>> START GIVEN PASSAGE

Most wardrobe damage does not happen from wear. It happens in the wash.
If your household runs laundry loads that mix dress shirts, athletic wear, kids’ school clothes, and everyday linens, often all in the same week. You already know how quickly things can go wrong. A faded collar, a shrunken knit, a dress shirt that never quite recovers its shape. We see this kind of damage at Avon Cleaners on Hillcrest Avenue regularly, and in most cases, it traces back to handling decisions that are easy to get right with the right knowledge.
Most laundry damage is preventable. Here is what proper sorting, wash temperatures, fabric-specific handling, and drying actually look like, and how our professional service to wash and fold laundry in Highland Park, TX, approaches each step.

Why Sorting Is the Foundation of Fabric Protection
Sorting is the single most important step before any load goes into the machine.
In our experience, most fabric damage traces back to one skipped step: sorting. When you wash whites and darks together, dye transfers onto lighter pieces. When fine knits share a drum with heavy cotton towels, the friction wears down delicate fibers. When lightly worn items wash alongside heavily soiled ones, loosened grime redeposits onto the cleaner clothes.
We sort every load by color and fabric type before it touches water. Good sorting practice also accounts for how soiled each item is – lighter-worn pieces and heavily soiled ones wash better separately. Here is why each category matters:
| Sorting Category | Items Grouped Together | What It Prevents |
| By Color | Whites, lights, darks | Dye transfer and color fade |
| By Fabric Type | Cotton, synthetics, delicates | Cycle and temperature mismatches |
| By Soil Level | Lightly worn vs. heavily soiled | Dirt redepositing onto cleaner items |
If your weekly laundry includes dress shirts, country club attire, workout clothes, and everyday casualwear, most of those loads belong in separate cycles. When you combine them for convenience, each garment gets settings that are wrong for at least part of what is in that load.
Water Temperature and Wash Cycles: What the Labels Actually Mean
Each temperature setting is designed to protect a specific category of fabric.
- Hot water is appropriate for heavily soiled cottons, white towels, and bedsheets.
- Cold water is right for darks, synthetics, and fabrics prone to color bleed or shrinkage.
- Warm water works for general mixed cotton loads that are neither heavily soiled nor delicate.
Cycle selection matters just as much as temperature. The American Cleaning Institute (ACI) advises using a delicate or low-heat cycle for lightweight and heat-sensitive fabrics, while a standard cycle suits everyday cottons and linens. Heavy-duty cycles belong only on thick workwear and household linens.

>> END GIVEN PASSAGE

■ EXERCISE DIRECTIONS
Write what comes next in the laundry care article, starting after its final sentence.

>> START RECORD LIST

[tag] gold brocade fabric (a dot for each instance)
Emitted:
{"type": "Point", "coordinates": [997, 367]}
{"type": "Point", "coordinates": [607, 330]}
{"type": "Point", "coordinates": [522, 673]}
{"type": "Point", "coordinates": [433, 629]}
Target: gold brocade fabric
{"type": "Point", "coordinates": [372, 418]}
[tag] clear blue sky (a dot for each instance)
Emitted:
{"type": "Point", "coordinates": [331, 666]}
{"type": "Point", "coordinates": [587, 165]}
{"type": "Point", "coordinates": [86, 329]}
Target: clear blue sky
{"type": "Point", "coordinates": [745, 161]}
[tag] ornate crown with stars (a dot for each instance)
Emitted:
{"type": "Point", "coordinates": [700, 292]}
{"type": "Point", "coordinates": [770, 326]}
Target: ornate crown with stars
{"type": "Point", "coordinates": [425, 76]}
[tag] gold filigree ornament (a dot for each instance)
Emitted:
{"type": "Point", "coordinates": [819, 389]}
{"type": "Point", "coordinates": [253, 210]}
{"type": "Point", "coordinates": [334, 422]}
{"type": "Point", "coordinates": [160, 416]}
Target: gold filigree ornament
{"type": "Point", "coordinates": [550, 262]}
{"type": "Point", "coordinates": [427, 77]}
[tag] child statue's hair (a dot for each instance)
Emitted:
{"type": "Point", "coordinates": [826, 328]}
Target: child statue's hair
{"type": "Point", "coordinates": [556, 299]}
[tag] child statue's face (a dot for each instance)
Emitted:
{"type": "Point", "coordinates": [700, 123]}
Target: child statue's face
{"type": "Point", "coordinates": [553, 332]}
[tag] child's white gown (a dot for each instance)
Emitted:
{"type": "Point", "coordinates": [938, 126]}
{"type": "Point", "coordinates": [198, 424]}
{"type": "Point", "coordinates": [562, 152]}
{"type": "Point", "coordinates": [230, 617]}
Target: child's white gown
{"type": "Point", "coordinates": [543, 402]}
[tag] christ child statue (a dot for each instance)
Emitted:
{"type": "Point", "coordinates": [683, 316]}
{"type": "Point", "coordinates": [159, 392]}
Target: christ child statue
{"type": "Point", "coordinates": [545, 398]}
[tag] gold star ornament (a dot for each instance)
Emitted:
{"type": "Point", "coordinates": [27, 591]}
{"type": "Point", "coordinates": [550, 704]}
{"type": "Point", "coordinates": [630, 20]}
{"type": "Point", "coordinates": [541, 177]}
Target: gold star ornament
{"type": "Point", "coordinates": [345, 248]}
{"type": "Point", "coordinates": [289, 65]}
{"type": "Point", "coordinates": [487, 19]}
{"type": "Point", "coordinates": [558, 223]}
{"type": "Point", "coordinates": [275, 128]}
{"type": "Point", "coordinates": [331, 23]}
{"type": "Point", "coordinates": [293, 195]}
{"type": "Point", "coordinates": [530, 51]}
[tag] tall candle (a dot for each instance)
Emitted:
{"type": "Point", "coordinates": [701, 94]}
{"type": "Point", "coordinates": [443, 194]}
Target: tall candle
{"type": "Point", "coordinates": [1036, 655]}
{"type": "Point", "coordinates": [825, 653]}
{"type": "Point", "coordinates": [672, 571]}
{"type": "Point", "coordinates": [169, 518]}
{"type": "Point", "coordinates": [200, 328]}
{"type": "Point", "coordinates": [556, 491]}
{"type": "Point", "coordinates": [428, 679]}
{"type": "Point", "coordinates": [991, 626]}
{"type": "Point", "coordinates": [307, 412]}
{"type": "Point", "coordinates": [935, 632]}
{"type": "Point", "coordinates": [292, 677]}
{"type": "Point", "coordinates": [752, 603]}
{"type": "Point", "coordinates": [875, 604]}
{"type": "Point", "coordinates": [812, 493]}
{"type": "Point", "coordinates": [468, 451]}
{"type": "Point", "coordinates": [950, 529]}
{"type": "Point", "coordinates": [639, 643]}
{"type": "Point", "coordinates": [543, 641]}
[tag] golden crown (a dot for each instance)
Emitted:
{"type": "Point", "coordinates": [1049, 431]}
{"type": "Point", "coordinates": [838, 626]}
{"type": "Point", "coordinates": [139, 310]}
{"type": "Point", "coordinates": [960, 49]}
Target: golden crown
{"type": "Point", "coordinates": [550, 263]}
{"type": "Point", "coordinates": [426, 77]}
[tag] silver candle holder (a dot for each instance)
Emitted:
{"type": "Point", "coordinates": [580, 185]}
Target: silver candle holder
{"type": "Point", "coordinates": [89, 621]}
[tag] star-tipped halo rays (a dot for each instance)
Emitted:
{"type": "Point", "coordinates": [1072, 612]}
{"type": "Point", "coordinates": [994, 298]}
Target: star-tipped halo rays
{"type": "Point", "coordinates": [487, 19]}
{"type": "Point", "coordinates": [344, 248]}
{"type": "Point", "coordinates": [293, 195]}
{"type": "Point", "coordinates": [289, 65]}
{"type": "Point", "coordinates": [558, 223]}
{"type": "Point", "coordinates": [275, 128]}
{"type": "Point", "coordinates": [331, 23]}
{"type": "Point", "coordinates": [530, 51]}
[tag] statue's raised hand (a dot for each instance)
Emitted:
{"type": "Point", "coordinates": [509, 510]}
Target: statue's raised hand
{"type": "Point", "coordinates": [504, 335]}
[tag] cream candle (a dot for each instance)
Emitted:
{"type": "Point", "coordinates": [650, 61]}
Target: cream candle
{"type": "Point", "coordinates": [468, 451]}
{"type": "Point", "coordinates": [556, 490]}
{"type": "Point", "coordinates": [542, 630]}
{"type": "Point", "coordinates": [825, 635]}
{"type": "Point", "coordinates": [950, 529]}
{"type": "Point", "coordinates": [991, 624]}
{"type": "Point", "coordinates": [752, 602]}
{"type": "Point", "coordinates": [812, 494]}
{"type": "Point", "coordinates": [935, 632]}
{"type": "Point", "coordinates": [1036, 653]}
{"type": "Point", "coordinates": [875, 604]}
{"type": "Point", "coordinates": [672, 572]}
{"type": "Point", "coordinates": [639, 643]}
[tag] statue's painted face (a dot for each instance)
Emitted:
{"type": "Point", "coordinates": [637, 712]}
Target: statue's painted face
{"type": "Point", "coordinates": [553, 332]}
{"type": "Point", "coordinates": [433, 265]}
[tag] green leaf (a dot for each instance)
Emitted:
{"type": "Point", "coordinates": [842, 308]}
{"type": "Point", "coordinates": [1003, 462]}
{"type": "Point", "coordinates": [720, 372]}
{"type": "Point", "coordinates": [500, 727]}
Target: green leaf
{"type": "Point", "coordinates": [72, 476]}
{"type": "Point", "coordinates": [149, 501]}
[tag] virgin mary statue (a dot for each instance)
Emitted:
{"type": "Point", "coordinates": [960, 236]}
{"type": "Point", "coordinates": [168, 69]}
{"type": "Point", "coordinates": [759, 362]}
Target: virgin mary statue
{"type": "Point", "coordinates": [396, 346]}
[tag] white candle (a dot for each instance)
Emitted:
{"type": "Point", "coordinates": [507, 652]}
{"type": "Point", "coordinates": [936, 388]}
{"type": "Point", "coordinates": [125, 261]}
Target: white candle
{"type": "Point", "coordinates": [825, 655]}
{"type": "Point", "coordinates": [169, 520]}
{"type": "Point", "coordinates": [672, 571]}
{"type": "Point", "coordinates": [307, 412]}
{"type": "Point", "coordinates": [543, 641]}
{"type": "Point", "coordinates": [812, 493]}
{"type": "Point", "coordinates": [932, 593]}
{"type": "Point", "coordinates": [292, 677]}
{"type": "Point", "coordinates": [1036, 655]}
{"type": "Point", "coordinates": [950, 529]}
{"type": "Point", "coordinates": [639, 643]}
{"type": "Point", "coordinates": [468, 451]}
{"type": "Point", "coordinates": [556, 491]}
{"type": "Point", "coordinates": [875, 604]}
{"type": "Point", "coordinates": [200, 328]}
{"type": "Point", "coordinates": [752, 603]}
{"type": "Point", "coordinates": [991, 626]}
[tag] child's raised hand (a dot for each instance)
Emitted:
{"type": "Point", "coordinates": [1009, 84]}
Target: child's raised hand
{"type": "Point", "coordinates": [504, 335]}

>> END RECORD LIST

■ THE OUTPUT
The most common home washing error is applying one temperature and one cycle to everything. Cotton contracts differently under heat than polyester does. When you apply uniform settings to a mixed load, you accelerate wear on every garment in it. It is something we correct for with every load we handle.
How Specific Fabric Types Need to Be Handled
Delicates and Fine Fabrics
Silk, fine knits, lace, and embellished items are the fabrics most commonly damaged by standard washing, and the ones that benefit most from professional handling.
Delicate fabrics are vulnerable to two things that home washing routinely applies: mechanical agitation and heat. Standard cycles put fine fibers under repeated stress that degrades their structure. A silk blouse or fine cashmere knit exposed to drum contact, temperature variance, and spin forces, even on a home gentle setting, does not hold up over time.
We treat delicates with fabric-appropriate settings and controlled temperatures. Your fine fabrics come back with their texture, drape, and shape intact; not stretched, pilled, or distorted from the wrong wash. If you have silk, fine knitwear, or embellished pieces sitting unwashed because you are unsure how to handle them, our laundry service in Highland Park, TX, is built for exactly that.
Laundered Shirts and Dress Shirts
Our laundered shirts process follows four steps that a home washing machine cannot replicate.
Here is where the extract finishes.